## Goal 1
Retype the stretch of the crash thread below from "Played some games" through "a similar behavior).", matching every character.

## Passage
==*==
# Random crashes on Asus x570+Trident Z Neo 16GTZNC



## DieVirulenz (Oct 23, 2019)

*TL/DR: New Ryzen System reproducibly crashes a few applications(mainly Blender, most run perfectly fine) , RAM timing issue or RMA case?*

Hi,

for about a month I got my new Ryzen 3 (Zen 2) system. For the most part is runs buttery smooth and as expected. Specs are:

_Ryzen 3900x
Asus x570 Strix-E Gaming, 1.0.0.3 ABBA updated
G.Skill Trident Z Neo, F4-3600C16D-16GTZNC, Hynix CJR
Nvidia GTX 1080
bequiet 680W PSU_

BIOS-settings are on default(updated to ABBA 1.0.0.3) except I activated the DOCP profile for my RAM (which is on the QVL of the MB, btw.). Chipset drivers are installed both first from AMD directly then from ASUS again, as is stated in the description of them on the ASUS page).

Played some games (Mordhau, Greedfall, Battlefront 2, several others) everything works fine. Rendering with FFMPEG works fine too.

So a few days ago I installed Battlefield 5 to see how it performs (hadn't played on my old rig in month) and it crashes to desktop, sometimes after a minute, sometimes after one or two matches. As this is Battlefield which has been prone for crashes like this I though lets try some more things, and a few games and tools really show similar behavior after trying quite a few from my library (for example "Exanima" starts on DOCP V1 but just freezes after a few seconds, "Between the Stars" shows a similar behavior).
==*==
## Dataset extract
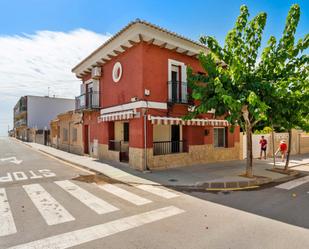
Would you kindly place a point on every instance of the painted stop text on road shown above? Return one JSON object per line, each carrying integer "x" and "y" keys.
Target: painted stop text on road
{"x": 26, "y": 175}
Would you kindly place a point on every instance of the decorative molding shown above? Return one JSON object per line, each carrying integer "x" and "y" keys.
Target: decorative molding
{"x": 134, "y": 105}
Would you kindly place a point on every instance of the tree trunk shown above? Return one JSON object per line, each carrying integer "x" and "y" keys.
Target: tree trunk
{"x": 248, "y": 127}
{"x": 273, "y": 142}
{"x": 249, "y": 163}
{"x": 289, "y": 151}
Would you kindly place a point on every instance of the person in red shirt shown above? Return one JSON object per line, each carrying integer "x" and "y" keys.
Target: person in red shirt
{"x": 263, "y": 143}
{"x": 283, "y": 149}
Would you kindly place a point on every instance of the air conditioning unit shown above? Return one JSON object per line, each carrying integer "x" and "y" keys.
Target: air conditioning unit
{"x": 96, "y": 72}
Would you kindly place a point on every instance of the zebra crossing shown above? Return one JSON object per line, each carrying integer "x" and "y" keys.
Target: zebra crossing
{"x": 53, "y": 212}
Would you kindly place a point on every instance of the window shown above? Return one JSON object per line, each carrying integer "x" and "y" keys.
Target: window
{"x": 126, "y": 132}
{"x": 74, "y": 135}
{"x": 65, "y": 134}
{"x": 177, "y": 85}
{"x": 219, "y": 137}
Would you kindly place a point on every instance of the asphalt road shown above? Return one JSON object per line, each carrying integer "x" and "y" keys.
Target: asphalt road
{"x": 43, "y": 205}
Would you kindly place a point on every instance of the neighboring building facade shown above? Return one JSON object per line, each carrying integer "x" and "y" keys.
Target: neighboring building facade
{"x": 135, "y": 86}
{"x": 67, "y": 132}
{"x": 32, "y": 115}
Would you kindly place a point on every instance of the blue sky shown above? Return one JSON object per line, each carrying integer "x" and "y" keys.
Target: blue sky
{"x": 42, "y": 40}
{"x": 191, "y": 18}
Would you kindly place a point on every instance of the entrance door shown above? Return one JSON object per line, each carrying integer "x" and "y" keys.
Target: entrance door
{"x": 86, "y": 139}
{"x": 175, "y": 138}
{"x": 124, "y": 151}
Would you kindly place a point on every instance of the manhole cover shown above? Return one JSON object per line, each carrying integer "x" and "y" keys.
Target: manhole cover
{"x": 173, "y": 180}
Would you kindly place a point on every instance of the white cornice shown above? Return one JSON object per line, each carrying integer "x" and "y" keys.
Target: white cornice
{"x": 135, "y": 32}
{"x": 135, "y": 105}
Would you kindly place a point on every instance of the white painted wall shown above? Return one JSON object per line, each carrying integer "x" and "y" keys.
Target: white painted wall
{"x": 41, "y": 110}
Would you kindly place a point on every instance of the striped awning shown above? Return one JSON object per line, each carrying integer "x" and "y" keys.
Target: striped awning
{"x": 125, "y": 115}
{"x": 179, "y": 121}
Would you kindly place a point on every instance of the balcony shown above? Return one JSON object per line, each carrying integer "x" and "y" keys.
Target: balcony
{"x": 122, "y": 147}
{"x": 87, "y": 101}
{"x": 177, "y": 92}
{"x": 169, "y": 147}
{"x": 20, "y": 110}
{"x": 20, "y": 122}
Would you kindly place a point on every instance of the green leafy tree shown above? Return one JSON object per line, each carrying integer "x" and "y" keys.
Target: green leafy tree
{"x": 232, "y": 85}
{"x": 285, "y": 66}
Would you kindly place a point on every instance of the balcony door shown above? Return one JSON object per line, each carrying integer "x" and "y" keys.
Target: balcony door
{"x": 175, "y": 137}
{"x": 89, "y": 95}
{"x": 175, "y": 83}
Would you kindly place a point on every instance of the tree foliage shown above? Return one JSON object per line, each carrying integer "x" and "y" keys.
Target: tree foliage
{"x": 285, "y": 65}
{"x": 241, "y": 88}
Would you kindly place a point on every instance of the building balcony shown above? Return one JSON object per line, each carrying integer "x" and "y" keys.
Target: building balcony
{"x": 20, "y": 110}
{"x": 177, "y": 92}
{"x": 20, "y": 122}
{"x": 169, "y": 147}
{"x": 87, "y": 101}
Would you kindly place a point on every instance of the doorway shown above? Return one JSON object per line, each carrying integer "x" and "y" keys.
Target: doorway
{"x": 175, "y": 83}
{"x": 86, "y": 139}
{"x": 175, "y": 137}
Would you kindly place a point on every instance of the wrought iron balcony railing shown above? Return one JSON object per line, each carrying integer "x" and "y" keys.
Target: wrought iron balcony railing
{"x": 169, "y": 147}
{"x": 87, "y": 101}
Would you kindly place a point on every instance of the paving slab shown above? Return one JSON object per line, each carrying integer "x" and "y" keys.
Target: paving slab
{"x": 219, "y": 174}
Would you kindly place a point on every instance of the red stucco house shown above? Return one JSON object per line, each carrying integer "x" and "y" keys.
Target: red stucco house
{"x": 133, "y": 97}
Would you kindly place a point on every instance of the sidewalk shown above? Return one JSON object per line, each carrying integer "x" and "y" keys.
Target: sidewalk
{"x": 210, "y": 176}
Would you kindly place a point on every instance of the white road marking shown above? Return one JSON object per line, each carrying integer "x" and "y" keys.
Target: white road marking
{"x": 93, "y": 202}
{"x": 157, "y": 191}
{"x": 51, "y": 210}
{"x": 7, "y": 225}
{"x": 12, "y": 159}
{"x": 77, "y": 237}
{"x": 124, "y": 194}
{"x": 293, "y": 184}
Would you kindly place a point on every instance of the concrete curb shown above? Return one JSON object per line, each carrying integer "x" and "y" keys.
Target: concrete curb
{"x": 206, "y": 186}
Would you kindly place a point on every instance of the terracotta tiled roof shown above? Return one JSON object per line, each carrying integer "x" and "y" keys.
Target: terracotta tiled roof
{"x": 131, "y": 24}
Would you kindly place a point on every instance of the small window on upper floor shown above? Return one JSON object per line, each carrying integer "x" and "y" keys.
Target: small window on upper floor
{"x": 219, "y": 137}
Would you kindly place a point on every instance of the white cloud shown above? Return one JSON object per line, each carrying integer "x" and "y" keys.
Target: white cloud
{"x": 29, "y": 64}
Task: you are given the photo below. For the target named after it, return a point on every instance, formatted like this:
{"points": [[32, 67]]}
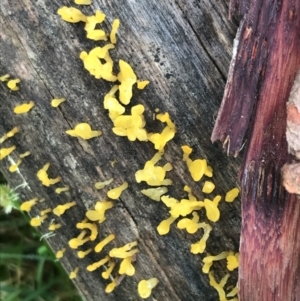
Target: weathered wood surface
{"points": [[184, 49]]}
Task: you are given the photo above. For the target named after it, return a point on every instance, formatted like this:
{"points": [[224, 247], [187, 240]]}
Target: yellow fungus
{"points": [[155, 193], [116, 192], [4, 78], [142, 84], [90, 226], [43, 176], [60, 209], [208, 261], [154, 175], [82, 254], [4, 152], [126, 267], [59, 190], [111, 286], [145, 287], [200, 246], [101, 185], [99, 213], [164, 227], [37, 221], [231, 195], [76, 242], [92, 267], [190, 225], [160, 139], [124, 251], [12, 84], [212, 210], [232, 261], [57, 101], [115, 27], [60, 253], [208, 187], [106, 274], [132, 125], [9, 134], [24, 108], [27, 205], [71, 14], [53, 226], [83, 2], [84, 131], [73, 274], [99, 247]]}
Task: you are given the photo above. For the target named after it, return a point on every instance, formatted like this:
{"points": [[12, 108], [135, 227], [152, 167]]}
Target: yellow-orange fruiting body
{"points": [[84, 131], [24, 108]]}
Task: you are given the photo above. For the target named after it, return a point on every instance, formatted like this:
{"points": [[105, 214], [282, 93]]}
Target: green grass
{"points": [[28, 270]]}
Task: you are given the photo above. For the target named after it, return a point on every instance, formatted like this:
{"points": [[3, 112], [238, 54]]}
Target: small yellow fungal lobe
{"points": [[142, 84], [99, 247], [155, 193], [57, 101], [208, 261], [24, 108], [208, 187], [84, 131], [37, 221], [231, 195], [132, 125], [59, 190], [60, 209], [164, 227], [54, 227], [92, 267], [9, 134], [82, 254], [115, 193], [154, 175], [191, 225], [71, 14], [115, 27], [27, 205], [145, 287], [4, 152], [4, 78], [76, 242], [60, 253], [232, 261], [12, 84], [200, 246], [73, 274], [126, 267], [107, 273], [160, 139], [127, 78], [99, 213], [124, 251], [83, 2], [43, 176], [101, 185], [212, 210]]}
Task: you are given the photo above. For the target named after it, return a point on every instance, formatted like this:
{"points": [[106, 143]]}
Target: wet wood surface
{"points": [[184, 49]]}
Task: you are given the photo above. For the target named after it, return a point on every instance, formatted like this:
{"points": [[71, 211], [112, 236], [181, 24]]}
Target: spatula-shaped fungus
{"points": [[84, 131], [145, 287], [99, 247], [124, 251], [154, 175], [60, 209]]}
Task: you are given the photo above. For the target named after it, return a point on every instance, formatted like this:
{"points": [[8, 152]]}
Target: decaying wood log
{"points": [[184, 49], [261, 76]]}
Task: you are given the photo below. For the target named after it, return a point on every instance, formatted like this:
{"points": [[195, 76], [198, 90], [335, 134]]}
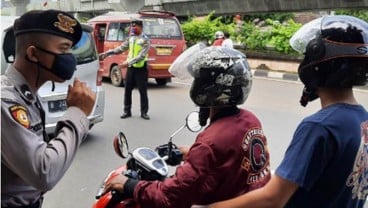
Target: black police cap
{"points": [[51, 21]]}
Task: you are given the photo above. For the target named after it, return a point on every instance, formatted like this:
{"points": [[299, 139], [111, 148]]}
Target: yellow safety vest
{"points": [[135, 46]]}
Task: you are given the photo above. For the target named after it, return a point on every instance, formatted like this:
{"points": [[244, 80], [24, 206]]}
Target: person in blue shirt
{"points": [[326, 163]]}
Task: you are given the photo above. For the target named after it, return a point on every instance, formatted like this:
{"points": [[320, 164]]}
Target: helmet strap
{"points": [[307, 96], [204, 114]]}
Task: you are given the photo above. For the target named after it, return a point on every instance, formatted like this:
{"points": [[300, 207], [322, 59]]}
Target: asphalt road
{"points": [[275, 102]]}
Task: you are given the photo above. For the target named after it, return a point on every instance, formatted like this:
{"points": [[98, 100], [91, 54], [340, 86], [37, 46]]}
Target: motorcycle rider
{"points": [[326, 162], [230, 157]]}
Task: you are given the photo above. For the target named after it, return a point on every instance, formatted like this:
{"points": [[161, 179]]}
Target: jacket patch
{"points": [[20, 115], [257, 159]]}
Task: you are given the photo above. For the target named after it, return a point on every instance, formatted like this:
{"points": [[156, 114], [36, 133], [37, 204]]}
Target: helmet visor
==*==
## Goal 2
Gather every line in the rows above that contains the string "paving", treating uppercase and lowercase as different.

## Correct output 1
Played some games (Mordhau, Greedfall, Battlefront 2, several others) everything works fine. Rendering with FFMPEG works fine too.

So a few days ago I installed Battlefield 5 to see how it performs (hadn't played on my old rig in month) and it crashes to desktop, sometimes after a minute, sometimes after one or two matches. As this is Battlefield which has been prone for crashes like this I though lets try some more things, and a few games and tools really show similar behavior after trying quite a few from my library (for example "Exanima" starts on DOCP V1 but just freezes after a few seconds, "Between the Stars" shows a similar behavior).

## Correct output 2
Would you kindly place a point on every instance of the paving slab shown above? Return one JSON object per line, each carrying integer "x" and "y" keys.
Target: paving slab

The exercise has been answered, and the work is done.